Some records
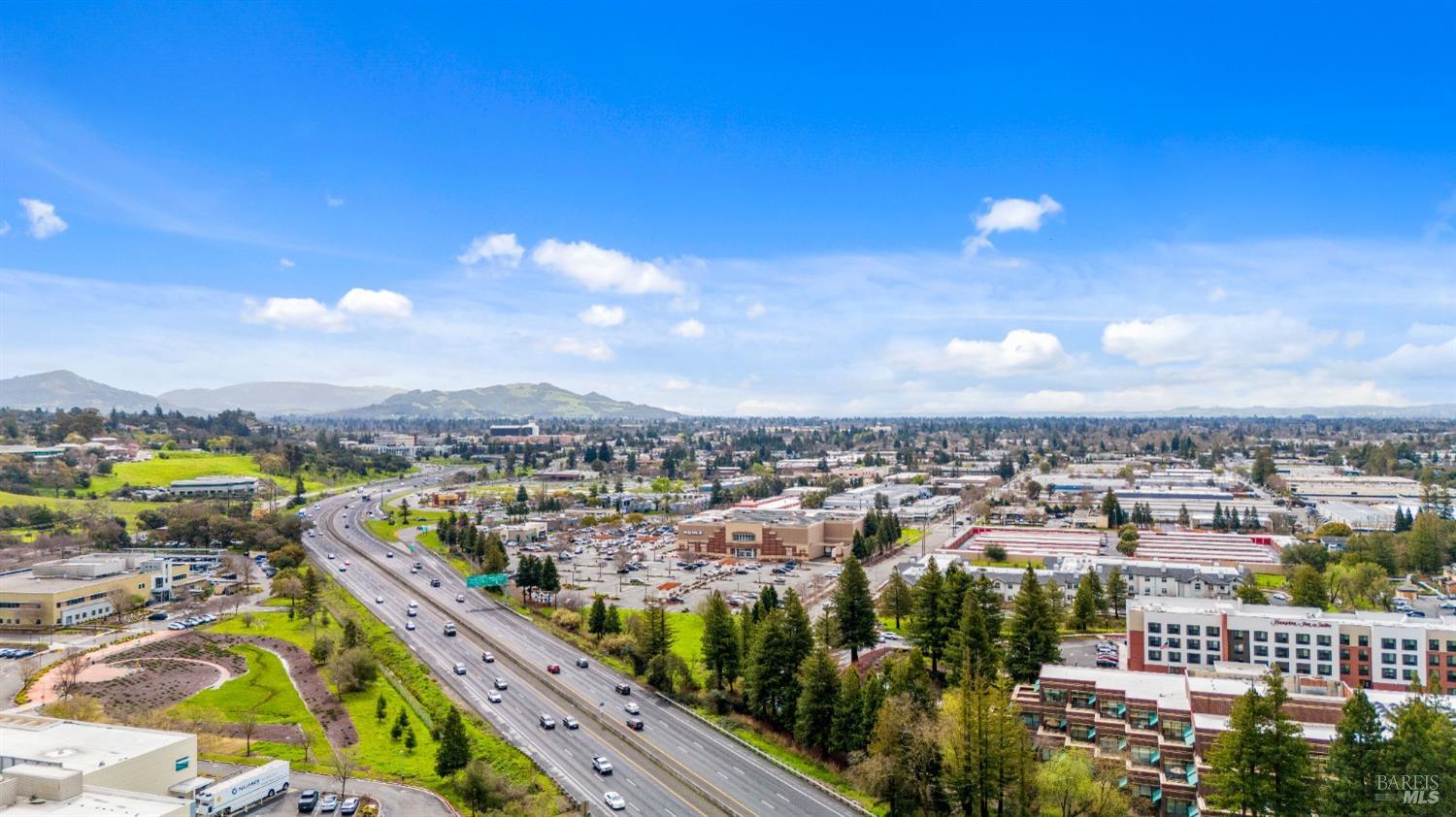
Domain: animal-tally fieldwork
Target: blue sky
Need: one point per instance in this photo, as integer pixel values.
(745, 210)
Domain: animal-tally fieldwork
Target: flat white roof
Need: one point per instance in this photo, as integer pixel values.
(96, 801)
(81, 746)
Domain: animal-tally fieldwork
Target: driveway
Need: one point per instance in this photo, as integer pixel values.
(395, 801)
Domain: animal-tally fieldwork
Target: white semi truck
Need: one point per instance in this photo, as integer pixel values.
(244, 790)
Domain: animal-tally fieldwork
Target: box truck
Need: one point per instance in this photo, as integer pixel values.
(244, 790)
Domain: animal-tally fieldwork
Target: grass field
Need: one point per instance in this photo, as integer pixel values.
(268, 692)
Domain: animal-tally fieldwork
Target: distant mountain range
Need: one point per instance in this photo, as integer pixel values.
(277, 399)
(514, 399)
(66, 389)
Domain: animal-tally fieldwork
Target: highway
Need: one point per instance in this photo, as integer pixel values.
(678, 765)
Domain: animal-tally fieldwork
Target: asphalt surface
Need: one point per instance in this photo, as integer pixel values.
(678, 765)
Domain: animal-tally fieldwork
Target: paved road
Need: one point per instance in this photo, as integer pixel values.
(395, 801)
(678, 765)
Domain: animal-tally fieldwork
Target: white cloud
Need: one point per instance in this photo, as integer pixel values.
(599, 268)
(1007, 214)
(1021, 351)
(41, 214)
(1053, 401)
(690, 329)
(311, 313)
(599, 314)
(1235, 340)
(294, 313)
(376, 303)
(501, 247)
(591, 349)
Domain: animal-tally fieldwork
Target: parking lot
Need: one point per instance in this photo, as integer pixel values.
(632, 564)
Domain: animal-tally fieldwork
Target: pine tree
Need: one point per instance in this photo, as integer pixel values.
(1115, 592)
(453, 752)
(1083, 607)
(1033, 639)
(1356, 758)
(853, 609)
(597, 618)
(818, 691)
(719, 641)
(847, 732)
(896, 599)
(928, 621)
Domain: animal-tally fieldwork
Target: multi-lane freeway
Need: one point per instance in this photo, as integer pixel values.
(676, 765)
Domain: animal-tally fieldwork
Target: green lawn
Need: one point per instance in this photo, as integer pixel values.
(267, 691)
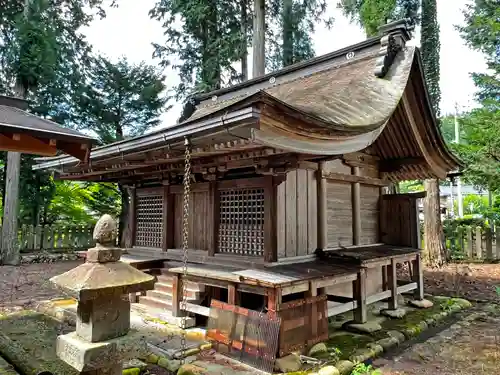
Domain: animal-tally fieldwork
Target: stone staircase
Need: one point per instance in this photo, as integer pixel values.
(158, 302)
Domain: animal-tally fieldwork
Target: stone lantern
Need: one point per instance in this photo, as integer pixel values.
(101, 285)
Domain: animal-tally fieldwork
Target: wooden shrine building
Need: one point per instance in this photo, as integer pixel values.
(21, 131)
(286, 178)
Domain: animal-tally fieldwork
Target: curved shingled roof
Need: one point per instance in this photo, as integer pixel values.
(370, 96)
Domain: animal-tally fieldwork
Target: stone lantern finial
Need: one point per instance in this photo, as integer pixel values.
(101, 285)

§ DIRECTIONS
Reproduce all of the entries word for word, skipping any pictures they hold.

§ TASK SOLUTION
Domain: animal-tally fieldwork
Target: blue sky
Need: one point per instance in this photo, as integer pixel values.
(745, 210)
Domain: animal-tally fieldwork
Target: flat white roof
Need: one point per instance in this photo, as integer pixel values.
(96, 801)
(81, 746)
Domain: animal-tally fieldwork
Target: driveway
Need: one point per instance in this photo, as integer pixel values.
(395, 801)
Domain: animal-tally fieldwork
Target: white semi truck
Need: one point per instance in this photo, as integer pixel values.
(244, 790)
Domain: animal-tally fieldwork
Target: box truck
Need: one point per instance in this photo, as integer pixel values.
(244, 790)
Domain: animal-tally fieldwork
Target: grass field
Need: one point per instance in this photo, as integer pixel values.
(268, 692)
Domain: animal-tally fieldwork
Target: distant mountain range
Need: one point per instance in this photo, as integer pixel values.
(277, 399)
(514, 399)
(66, 389)
Domain: animal-tally fieldwork
Target: highway
Need: one point per instance in this photo, as integer pixel values.
(678, 765)
Domain: animal-tally fieldwork
Target: asphalt surface
Need: one point per instance in this photo, as integer pixel values.
(678, 765)
Domain: animal-tally fieldwork
Target: paved road
Need: one point per instance in this photo, as integer pixel values.
(395, 801)
(678, 765)
Domain: animal-tally fieldwork
Target: white cloud
Need: one point per instance in this photo, as integer pixel values.
(599, 268)
(1007, 214)
(1021, 351)
(41, 214)
(1053, 401)
(690, 329)
(311, 313)
(599, 314)
(1235, 340)
(294, 313)
(376, 303)
(501, 247)
(591, 349)
Domain: animal-tally fieldwork
Target: parking lot
Need: one point per instance in this photo, as integer pixel values.
(632, 564)
Domain: animal-tally fieldwork
Target: pine tree
Need: one point per instance in this photo, as integer pixel values.
(1115, 592)
(453, 752)
(1083, 607)
(1033, 639)
(1356, 758)
(853, 609)
(597, 618)
(818, 691)
(719, 641)
(847, 732)
(896, 599)
(928, 621)
Domain: animal-tally fieldwork
Target: multi-lane freeway
Need: one point per instance in this photo, as integer pixel values.
(676, 765)
Domain: animal-tally fieldwork
Target: green lawn
Need: one point per instance in this photo, as integer pixel values.
(267, 691)
Domain: animal-tally fieldwork
Target: stone staircase
Need: one point per instance in this photo, as integer pixel values.
(158, 302)
Domain: animal-tally fieldwork
Target: stone lantern
Need: one point per instance in this photo, as integer pixel values.
(101, 285)
Domain: animal-tally fieldwork
Target: wooden shrine building
Need: one point per instance in this photo, as integer pixel values.
(21, 131)
(286, 178)
Domain: animal-tally fieldwork
Target: curved shingled roof
Need: one point per instance in this photo, as integer pixel values.
(370, 96)
Domain: animal-tally fieldwork
Target: stone lantern finial
Need: one point per instance in this photo, as integer pixel values.
(101, 285)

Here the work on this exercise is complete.